Entries supplied:
=====

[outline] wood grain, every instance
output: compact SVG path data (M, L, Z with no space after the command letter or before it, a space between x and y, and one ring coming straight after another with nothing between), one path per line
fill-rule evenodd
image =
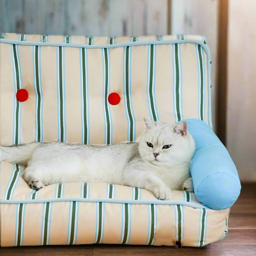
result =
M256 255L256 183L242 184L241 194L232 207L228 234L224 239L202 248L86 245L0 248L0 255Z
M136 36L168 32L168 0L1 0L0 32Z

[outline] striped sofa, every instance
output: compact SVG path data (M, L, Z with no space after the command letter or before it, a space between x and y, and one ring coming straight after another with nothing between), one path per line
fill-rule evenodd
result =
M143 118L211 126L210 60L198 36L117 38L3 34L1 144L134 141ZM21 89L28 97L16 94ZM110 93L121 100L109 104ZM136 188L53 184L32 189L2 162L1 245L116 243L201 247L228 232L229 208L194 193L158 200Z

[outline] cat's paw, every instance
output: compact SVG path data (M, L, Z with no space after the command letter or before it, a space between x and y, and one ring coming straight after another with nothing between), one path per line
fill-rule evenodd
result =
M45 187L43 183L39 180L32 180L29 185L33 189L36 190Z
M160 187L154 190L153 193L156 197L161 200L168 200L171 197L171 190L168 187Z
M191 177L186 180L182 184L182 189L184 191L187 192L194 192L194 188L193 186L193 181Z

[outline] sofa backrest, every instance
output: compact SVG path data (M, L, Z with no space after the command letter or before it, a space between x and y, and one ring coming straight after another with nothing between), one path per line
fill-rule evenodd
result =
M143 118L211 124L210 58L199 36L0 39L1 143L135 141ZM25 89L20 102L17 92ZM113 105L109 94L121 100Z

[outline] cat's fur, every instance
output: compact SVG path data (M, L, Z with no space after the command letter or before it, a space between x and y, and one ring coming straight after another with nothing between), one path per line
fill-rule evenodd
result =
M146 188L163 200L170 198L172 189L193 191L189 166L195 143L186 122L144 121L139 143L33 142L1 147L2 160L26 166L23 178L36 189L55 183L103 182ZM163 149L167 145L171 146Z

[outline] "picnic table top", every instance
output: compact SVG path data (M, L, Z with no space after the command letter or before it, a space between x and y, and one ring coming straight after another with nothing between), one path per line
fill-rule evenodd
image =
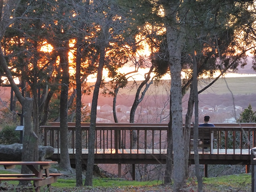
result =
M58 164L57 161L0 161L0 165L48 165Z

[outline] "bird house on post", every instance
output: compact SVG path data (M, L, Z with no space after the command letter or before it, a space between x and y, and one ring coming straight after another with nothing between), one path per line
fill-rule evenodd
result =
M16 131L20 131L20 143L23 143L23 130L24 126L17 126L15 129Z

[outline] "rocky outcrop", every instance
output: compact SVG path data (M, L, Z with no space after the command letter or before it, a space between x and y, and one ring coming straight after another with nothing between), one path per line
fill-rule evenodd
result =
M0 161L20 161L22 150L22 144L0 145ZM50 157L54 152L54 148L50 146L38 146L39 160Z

=====

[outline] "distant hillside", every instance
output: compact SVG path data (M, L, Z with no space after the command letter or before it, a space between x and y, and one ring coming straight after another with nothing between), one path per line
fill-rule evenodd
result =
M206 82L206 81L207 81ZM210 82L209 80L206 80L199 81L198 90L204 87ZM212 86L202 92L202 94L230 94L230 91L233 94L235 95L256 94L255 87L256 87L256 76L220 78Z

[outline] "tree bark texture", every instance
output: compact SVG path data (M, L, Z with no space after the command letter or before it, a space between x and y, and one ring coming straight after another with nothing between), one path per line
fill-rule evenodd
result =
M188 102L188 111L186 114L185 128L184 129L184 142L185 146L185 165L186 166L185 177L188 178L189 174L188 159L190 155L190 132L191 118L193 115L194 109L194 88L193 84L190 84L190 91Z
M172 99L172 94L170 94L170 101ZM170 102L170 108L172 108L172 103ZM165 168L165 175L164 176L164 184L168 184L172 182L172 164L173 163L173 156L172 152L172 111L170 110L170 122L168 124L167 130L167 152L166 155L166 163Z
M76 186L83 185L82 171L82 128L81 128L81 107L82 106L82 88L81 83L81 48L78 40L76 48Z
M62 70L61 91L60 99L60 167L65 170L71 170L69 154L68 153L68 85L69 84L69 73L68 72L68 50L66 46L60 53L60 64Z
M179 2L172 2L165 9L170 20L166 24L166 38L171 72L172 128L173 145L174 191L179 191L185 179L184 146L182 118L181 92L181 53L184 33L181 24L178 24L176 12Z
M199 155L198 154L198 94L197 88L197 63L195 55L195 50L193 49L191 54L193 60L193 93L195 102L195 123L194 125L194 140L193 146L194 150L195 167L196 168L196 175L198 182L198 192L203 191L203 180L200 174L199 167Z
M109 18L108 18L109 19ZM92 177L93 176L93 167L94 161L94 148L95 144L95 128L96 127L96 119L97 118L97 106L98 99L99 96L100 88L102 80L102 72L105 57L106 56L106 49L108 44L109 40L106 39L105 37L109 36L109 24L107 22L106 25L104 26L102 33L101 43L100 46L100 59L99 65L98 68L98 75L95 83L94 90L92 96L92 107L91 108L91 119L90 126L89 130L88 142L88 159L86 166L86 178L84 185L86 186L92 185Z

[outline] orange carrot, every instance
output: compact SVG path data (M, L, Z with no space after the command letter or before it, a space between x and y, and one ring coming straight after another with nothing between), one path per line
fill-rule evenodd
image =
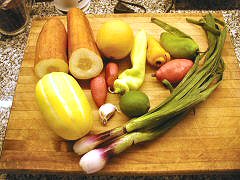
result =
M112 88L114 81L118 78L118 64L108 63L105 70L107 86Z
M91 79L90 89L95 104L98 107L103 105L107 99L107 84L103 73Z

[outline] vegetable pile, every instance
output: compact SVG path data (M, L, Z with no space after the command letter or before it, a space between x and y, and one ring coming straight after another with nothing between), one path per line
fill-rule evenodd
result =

=====

The problem: Please gather every line in the data above that contains the word "outline" and copy each of those lines out in full.

Solution to the problem:
[outline] wood grain, every instance
[outline] striped sofa, every instance
[outline] cat's paw, every instance
[outline] sofa backrest, every instance
[outline] cat's fur, every instance
[outline] "picnic table top", every instance
[outline] "bird house on post", every instance
[outline] "rocky outcrop", every instance
[outline] "distant hillside", every instance
[outline] "tree bark texture", every instance
[outline] orange carrot, every instance
[outline] vegetable pile, every instance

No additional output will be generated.